───── Data shown ─────

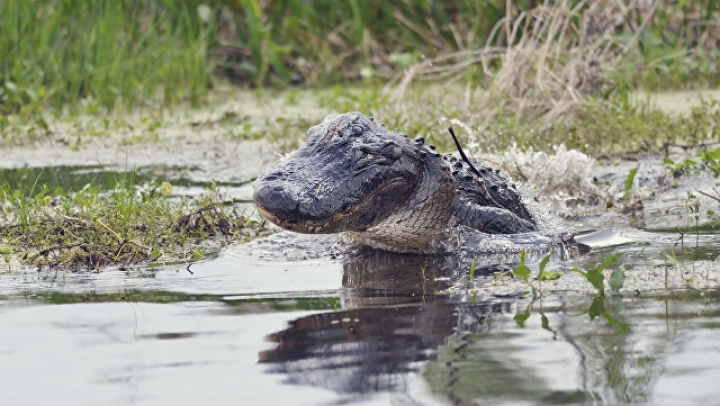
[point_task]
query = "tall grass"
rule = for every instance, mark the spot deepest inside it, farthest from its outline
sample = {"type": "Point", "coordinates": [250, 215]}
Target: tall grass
{"type": "Point", "coordinates": [116, 53]}
{"type": "Point", "coordinates": [132, 53]}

─────

#### To do:
The result should be the full set of entries above, restated exactly and without images.

#### Reply:
[point_task]
query = "tall grass"
rule = for every instance, mark the spot deepest inside it, farthest from its outline
sample = {"type": "Point", "coordinates": [250, 215]}
Target: tall grass
{"type": "Point", "coordinates": [116, 53]}
{"type": "Point", "coordinates": [132, 53]}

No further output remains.